---------- BRANO DEL DOCUMENTO
Nessuno aveva mai davvero analizzato il problema dell'imbecillità, chiedendosi da dove questa derivi, molti si sono dedicati allo studio dei meccanismi che ne assicurano la diffusione, facendo sì che gli stupidi riescano ad influenzare profondamente la vita di tutto il genere umano ( compresi gli intelligenti ) . Uno dei più noti moltiplicatori di imbecillità è il cosiddetto principio di Peter ( Larence Peter ), che recita : << In qualsiasi gerarchia, ognuno tende ad essere promosso, finché non raggiunge il suo livello di incompetenza; pertanto, ogni incarico è destinato a finire nelle mani di un incapace >>.
Si tratti di strutture aziendali, culturali, politiche, religiose o altro, la regola non cambia.
Chi entra in un sistema gerarchico e svolge bene il proprio lavoro,di solito ” fa carriera ” ; sale sul gradino superiore nella scala. Se anche in quella posizione si dimostra efficiente è ragionevole pensare che sarà ancora promosso . E così via. A questo modo, occupa livelli sempre più elevati, di maggiore responsabilità; ma le complicazioni crescono di pari passo ed aumentano la quantità e la qualità dello impegno e delle doti richieste. Fino a quando il nostro uomo ottiene un incarico con un grado di difficoltà superiore alle sue capacità.
A quel punto, si rivela inefficiente, e la sua carriera si arresta. Attenzione : non verrà degradato, retrocesso ad una posizione adeguata alle sue doti. Continuerà ad occupare il posto che ha fatto emergere la sua natura di incapace e per il quale si è dimostrato inadatto.
Questo principio ha un difetto: è fondato sul presupposto della razionalità. Voglio dire: parte dall'idea che, in una gerarchia, i comportamenti umani, almeno fino ad un certo punto, siano ispirati a criteri ragionevoli . E' in base ad un principio intelligente ( secondo Peter) che viene promosso il migliore, anche se verrà il momento in cui si rivelerà un imbecille. Ma fino ad allora, il meccanismo obbedisce a regole logiche. Non sei scemo, operi bene, e vai avanti; quando ti scopri incapace, la tua corsa finisce. Come mai nonostante il dilagare della stupidità il mondo và a gonfie vele? L' intelligenza non è (più) necessaria per far marciare il mondo: l' imbecillità sa farlo altrettanto bene. E persino meglio.
Il cretino non solo non ha una funzione negativa, ma anzi ha assunto un ruolo salvifico: la sopravvivenza della nostra specie dipende ormai dall'imbecillità, come un tempo dall'intelligenza.
L' imbecillità è necessaria alla sopravvivenza della nostra specie, per quanto possa dar fastidio agli intelligenti rimasti. Se davvero l' imbecillità avesse una funzione distruttiva, le società umane sarebbero al collasso: invece godono di ottima salute e si moltiplicano . Evidentemente, è proprio LA STUPIDITÀ CHE SOSTIENE LE STRUTTURE SOCIALI e ne garantisce il futuro.
Le burocrazie, dunque, contrariamente a quanto male si pensa di loro, hanno una funzione positiva, non malgrado, ma proprio perchè accrescono il numero ed il potere dei cretini. La gerarchia è lo strumento che l' evoluzione ha inventato per raggruppare i sapiens sapiens e costringerli alla demenza.
--------------------
---------- RIGHE
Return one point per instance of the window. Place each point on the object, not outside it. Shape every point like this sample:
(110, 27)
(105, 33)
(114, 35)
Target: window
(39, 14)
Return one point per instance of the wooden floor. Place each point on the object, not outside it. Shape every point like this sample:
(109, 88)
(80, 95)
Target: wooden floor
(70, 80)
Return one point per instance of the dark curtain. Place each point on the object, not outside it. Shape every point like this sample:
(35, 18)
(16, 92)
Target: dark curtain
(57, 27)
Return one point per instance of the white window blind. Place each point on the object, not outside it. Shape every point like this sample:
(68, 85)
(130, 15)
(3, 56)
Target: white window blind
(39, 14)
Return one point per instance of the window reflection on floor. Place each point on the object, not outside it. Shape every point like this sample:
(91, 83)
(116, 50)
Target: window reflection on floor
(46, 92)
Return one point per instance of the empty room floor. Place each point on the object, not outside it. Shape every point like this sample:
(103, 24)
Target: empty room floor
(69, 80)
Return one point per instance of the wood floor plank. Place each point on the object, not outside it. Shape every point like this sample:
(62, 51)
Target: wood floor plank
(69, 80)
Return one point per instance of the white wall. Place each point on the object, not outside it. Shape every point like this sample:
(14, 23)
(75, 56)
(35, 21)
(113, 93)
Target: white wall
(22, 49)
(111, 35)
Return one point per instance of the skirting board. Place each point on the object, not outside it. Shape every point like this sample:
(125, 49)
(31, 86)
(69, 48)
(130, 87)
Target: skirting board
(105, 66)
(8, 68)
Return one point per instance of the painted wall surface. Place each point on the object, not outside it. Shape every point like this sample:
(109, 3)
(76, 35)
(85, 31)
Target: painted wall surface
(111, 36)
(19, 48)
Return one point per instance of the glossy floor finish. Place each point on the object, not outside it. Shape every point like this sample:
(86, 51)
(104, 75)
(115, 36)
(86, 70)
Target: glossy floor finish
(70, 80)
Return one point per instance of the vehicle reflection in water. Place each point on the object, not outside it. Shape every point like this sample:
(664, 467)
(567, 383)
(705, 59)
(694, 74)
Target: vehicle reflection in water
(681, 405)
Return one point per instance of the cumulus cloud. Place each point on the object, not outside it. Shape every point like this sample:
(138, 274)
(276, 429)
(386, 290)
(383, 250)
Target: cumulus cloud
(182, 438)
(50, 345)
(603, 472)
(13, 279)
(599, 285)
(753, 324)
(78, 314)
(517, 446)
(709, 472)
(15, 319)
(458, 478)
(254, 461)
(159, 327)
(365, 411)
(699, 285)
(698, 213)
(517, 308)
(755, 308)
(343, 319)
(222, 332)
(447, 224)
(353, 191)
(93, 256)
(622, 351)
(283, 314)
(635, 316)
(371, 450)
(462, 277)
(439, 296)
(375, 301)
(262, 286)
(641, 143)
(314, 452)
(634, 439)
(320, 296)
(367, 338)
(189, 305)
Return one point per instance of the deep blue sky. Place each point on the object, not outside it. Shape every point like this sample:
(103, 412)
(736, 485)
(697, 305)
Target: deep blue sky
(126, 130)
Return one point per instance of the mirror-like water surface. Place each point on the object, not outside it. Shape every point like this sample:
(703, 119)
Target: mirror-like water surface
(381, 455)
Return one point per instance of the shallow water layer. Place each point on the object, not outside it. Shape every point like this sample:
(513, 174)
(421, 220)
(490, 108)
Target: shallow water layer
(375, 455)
--------------------
---------- RIGHE
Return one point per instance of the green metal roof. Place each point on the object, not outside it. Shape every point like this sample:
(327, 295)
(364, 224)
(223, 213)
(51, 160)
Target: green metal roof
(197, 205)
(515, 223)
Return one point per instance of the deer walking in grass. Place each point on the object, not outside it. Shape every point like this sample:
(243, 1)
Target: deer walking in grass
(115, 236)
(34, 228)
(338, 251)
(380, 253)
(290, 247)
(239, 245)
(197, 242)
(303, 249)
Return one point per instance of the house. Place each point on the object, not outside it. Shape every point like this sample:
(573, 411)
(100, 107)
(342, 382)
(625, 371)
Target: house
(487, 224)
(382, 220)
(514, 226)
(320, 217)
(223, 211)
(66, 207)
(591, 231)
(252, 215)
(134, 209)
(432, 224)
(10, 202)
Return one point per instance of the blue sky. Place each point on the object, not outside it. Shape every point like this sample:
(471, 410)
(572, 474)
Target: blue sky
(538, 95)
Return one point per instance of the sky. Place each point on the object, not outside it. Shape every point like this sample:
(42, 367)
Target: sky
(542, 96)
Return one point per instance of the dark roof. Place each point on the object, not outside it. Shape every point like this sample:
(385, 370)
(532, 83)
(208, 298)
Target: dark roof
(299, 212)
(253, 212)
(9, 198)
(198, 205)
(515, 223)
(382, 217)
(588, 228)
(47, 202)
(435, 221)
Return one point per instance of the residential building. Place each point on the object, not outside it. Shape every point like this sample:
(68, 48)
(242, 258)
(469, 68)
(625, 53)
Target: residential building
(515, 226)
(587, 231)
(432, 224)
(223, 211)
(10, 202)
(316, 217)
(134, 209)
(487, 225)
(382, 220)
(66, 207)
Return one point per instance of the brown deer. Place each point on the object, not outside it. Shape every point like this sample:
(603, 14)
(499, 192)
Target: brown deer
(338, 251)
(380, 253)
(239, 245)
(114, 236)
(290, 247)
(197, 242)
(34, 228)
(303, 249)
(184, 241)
--------------------
---------- RIGHE
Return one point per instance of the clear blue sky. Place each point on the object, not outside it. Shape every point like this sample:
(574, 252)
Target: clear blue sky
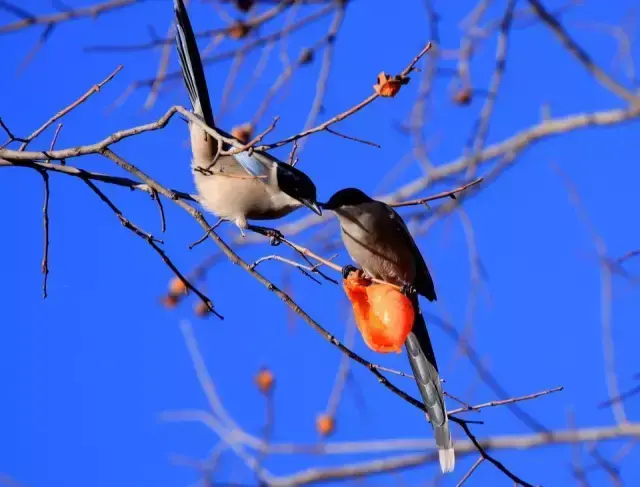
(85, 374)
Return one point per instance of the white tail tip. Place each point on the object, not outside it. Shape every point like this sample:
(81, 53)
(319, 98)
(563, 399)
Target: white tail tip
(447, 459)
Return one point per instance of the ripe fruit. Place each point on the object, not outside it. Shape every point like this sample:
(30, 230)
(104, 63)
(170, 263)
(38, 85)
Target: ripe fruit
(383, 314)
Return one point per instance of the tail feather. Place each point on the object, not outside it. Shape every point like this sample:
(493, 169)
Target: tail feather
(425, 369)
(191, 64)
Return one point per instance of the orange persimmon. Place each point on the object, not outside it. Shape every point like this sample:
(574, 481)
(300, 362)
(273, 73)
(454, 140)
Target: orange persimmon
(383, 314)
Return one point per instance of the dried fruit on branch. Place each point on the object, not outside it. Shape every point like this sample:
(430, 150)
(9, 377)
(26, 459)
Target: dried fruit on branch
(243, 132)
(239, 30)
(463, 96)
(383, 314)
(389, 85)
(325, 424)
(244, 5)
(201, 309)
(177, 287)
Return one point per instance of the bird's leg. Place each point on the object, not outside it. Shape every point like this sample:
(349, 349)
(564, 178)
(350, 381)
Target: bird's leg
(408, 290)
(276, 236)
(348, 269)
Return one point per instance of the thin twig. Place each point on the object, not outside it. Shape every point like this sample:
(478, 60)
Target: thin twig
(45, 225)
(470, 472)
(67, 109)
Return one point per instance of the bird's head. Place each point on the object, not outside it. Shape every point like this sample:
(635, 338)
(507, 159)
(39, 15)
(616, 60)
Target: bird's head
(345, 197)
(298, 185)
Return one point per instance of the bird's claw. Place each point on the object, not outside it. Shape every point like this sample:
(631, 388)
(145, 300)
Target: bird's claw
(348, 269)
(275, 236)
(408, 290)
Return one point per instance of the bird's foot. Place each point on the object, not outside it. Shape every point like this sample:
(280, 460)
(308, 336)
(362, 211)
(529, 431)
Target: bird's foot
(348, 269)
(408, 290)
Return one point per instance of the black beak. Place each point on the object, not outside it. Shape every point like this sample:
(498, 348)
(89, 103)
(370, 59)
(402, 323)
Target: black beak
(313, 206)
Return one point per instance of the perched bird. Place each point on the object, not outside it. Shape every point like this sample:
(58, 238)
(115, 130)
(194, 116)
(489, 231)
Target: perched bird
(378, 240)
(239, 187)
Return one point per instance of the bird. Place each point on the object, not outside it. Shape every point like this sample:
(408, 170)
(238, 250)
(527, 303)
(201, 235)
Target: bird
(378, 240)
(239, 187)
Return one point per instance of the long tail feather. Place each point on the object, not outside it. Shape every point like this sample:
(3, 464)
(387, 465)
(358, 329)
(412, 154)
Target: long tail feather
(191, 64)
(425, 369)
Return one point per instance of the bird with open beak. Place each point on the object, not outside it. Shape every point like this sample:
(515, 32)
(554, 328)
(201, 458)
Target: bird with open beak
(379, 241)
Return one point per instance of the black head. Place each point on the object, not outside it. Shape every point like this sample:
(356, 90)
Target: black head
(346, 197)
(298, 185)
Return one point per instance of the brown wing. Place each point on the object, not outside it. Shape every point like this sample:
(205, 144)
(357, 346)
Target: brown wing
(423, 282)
--------------------
Nel brano sul principio di Peter, che cosa succede a chi ottiene un incarico troppo difficile per le sue capacità?

Si rivela inefficiente e la sua carriera si ferma, ma non viene retrocesso: continua a occupare il posto per cui si è dimostrato inadatto.